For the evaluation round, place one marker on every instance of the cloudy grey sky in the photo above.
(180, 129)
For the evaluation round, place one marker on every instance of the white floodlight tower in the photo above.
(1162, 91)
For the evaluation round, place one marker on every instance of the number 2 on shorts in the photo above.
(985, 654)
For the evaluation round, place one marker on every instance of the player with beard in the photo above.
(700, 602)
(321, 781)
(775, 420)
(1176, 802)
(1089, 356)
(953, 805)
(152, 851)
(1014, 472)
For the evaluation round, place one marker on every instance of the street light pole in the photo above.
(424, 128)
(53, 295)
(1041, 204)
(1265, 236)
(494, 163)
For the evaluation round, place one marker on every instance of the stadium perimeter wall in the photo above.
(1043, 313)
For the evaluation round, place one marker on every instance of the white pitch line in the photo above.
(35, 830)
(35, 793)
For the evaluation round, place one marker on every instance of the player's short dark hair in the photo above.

════════════════

● **Directive**
Present each of the items above as a numbered list, one item per line, with no blank lines.

● **Solution for this exercise**
1. For the evaluation round, place one marker on every instance of the cloudy grey sky in the photo above.
2. (180, 129)
3. For the evaluation round, place one marker on every instance of the white floodlight tower in the photo above.
4. (1162, 91)
5. For the evaluation round, place one marker on every instance of the number 2 on shorts in the photo above.
6. (985, 654)
7. For the evaluation round, place one marker on every instance of the player with beard in the photo above.
8. (700, 602)
9. (321, 781)
10. (775, 420)
11. (1176, 802)
12. (1089, 356)
13. (953, 805)
14. (152, 851)
15. (1014, 472)
16. For the evaluation round, place one marker on every instance of the street light pole in the photo above.
17. (424, 128)
18. (53, 295)
19. (1041, 204)
20. (1265, 236)
21. (494, 163)
22. For the evaluation round, place one marker on every instance of the stadium perimeter wall in the photo above.
23. (1043, 313)
24. For the evaluation round, place one marker on every instance of the white pitch line in the photo above.
25. (35, 830)
26. (35, 793)
27. For the evaluation round, place one marker on every instance of the player's short dark hair in the photo above.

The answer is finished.